AIM
Return every record exactly as written.

Source data
>> start

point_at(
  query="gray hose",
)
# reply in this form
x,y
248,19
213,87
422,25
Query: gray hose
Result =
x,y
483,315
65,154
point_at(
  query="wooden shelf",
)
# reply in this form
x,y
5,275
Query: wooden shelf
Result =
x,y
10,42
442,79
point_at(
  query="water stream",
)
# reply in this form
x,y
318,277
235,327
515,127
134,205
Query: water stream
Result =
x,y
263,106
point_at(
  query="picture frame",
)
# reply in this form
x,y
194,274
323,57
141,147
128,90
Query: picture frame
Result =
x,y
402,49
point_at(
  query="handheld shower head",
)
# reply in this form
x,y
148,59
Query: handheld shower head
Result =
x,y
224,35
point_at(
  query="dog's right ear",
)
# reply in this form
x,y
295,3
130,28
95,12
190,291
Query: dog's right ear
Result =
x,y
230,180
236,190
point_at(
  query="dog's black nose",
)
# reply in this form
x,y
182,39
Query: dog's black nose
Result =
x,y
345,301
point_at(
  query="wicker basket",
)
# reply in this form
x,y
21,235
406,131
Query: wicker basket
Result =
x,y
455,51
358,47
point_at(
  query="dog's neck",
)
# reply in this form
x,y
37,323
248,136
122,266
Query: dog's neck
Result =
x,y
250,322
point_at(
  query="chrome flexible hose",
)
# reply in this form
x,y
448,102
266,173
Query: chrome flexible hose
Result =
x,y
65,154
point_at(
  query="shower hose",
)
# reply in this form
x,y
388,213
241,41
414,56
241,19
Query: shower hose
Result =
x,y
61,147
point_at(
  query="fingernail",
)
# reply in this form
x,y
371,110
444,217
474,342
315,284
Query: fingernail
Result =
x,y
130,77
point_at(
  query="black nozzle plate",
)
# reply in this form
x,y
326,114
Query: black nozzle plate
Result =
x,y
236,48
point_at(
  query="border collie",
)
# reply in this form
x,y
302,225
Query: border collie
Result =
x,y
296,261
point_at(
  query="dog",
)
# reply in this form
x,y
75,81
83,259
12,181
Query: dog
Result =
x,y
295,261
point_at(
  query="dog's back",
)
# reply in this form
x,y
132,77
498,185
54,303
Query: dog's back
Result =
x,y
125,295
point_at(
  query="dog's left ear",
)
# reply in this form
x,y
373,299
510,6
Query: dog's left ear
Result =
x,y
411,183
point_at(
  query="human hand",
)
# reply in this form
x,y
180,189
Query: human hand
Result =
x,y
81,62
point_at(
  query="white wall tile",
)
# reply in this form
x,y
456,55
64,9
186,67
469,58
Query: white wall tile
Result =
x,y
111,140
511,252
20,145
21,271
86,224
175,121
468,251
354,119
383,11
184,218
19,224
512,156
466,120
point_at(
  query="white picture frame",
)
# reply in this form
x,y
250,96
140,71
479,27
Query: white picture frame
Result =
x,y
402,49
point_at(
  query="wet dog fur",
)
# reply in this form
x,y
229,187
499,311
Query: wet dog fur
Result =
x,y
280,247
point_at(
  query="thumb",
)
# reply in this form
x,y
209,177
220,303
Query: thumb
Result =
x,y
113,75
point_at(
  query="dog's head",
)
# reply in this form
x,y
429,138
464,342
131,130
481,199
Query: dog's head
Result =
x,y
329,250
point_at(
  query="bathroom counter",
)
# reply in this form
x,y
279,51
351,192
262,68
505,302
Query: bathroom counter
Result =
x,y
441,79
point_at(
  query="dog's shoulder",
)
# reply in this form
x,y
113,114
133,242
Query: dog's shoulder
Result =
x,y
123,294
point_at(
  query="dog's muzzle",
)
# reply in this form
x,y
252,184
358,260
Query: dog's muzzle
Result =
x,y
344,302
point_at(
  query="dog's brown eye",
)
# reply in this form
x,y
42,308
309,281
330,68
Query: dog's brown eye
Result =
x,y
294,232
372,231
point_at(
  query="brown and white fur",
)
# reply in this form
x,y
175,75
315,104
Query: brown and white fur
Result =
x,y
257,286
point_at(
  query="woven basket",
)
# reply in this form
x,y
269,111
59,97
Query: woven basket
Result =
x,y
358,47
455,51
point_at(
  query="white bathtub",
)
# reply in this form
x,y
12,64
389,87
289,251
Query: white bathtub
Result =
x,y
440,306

>> end

SOLUTION FOR THIS TASK
point_at(
  query="gray hose",
)
# reply in this form
x,y
248,19
213,87
422,25
Query: gray hose
Result =
x,y
483,315
65,154
point_at(
  query="wooden shelf",
)
# reply in this form
x,y
5,275
Query: wooden shelf
Result =
x,y
10,42
442,79
point_at(
  query="water stream",
)
# reply in this form
x,y
318,277
235,327
515,127
134,205
Query: water stream
Result =
x,y
263,106
point_at(
  query="picture frame",
)
# reply in this form
x,y
194,274
323,57
141,147
128,90
Query: picture frame
Result =
x,y
402,49
point_at(
  query="handheld shower head",
)
# reply in this form
x,y
148,59
Query: handheld shower head
Result =
x,y
224,35
point_at(
  query="dog's right ear",
)
# reply in this form
x,y
295,3
130,28
95,12
190,291
Query: dog's right ear
Result =
x,y
230,180
236,190
point_at(
  query="dog's black nose",
)
# reply in this form
x,y
182,39
Query: dog's black nose
Result =
x,y
345,301
point_at(
  query="wicker basket",
)
# reply in this form
x,y
21,235
406,131
Query: wicker basket
Result =
x,y
455,51
358,47
point_at(
  query="dog's neck",
)
# reply in this form
x,y
37,323
248,136
122,266
Query: dog's neck
Result =
x,y
250,322
point_at(
  query="chrome flexible hose",
)
# reply in this form
x,y
448,102
266,173
Query: chrome flexible hose
Result =
x,y
65,154
point_at(
  query="shower hose",
)
# reply in this form
x,y
388,213
241,41
414,56
241,19
Query: shower hose
Result =
x,y
61,147
point_at(
  query="fingernail",
)
# reply in this form
x,y
371,110
444,217
474,342
315,284
Query: fingernail
Result =
x,y
130,77
point_at(
  query="black nozzle plate",
)
# reply in this form
x,y
326,114
Query: black nozzle plate
Result =
x,y
236,48
point_at(
  query="border collie",
)
# reply in this form
x,y
302,225
Query: border collie
Result =
x,y
296,261
point_at(
  query="dog",
)
# reply in this form
x,y
75,81
83,259
12,181
Query: dog
Result =
x,y
295,261
point_at(
  query="dog's back",
)
# reply in this form
x,y
132,77
498,185
54,303
Query: dog's back
Result =
x,y
125,295
point_at(
  query="dog's left ear",
)
# reply in this form
x,y
373,299
510,6
Query: dog's left ear
Result =
x,y
411,183
point_at(
  query="human hand",
)
# reply in this form
x,y
180,189
Query: human hand
Result =
x,y
81,62
point_at(
  query="white wall tile",
)
# reply in this form
x,y
456,55
64,9
186,67
469,58
Query: white wall tile
Result =
x,y
111,140
511,252
20,145
21,271
86,224
175,121
468,251
354,119
383,11
184,218
19,224
512,156
466,120
point_at(
  query="white picture frame",
)
# reply in this form
x,y
250,96
140,71
479,27
Query: white picture frame
Result =
x,y
402,49
point_at(
  query="wet dog fur",
)
# reply in this form
x,y
229,187
499,311
Query: wet dog fur
Result =
x,y
280,247
point_at(
  query="thumb",
)
# reply in this form
x,y
209,177
220,303
Query: thumb
Result =
x,y
113,75
point_at(
  query="dog's head",
)
# reply in this form
x,y
429,138
464,342
131,130
481,199
Query: dog's head
Result =
x,y
329,250
point_at(
  query="bathroom counter",
)
# reply in this form
x,y
279,51
351,192
262,68
505,302
Query: bathroom counter
Result =
x,y
441,79
point_at(
  query="dog's shoulder",
)
# reply in this form
x,y
113,114
133,242
Query: dog's shoulder
Result =
x,y
123,294
point_at(
  query="dog's muzzle",
)
# reply in this form
x,y
252,184
358,260
Query: dog's muzzle
Result =
x,y
344,302
point_at(
  query="dog's brown eye",
)
# reply in this form
x,y
42,308
309,281
330,68
Query: dog's brown eye
Result =
x,y
294,232
372,231
point_at(
  query="brown and white fur",
)
# reply in this form
x,y
175,75
315,104
Query: brown and white fur
Result =
x,y
257,286
point_at(
  query="woven basket",
)
# reply in this form
x,y
269,111
59,97
Query: woven basket
Result =
x,y
358,47
455,51
point_at(
  query="white bathtub",
)
# reply in this form
x,y
12,64
389,87
289,251
Query: white bathtub
Result =
x,y
440,306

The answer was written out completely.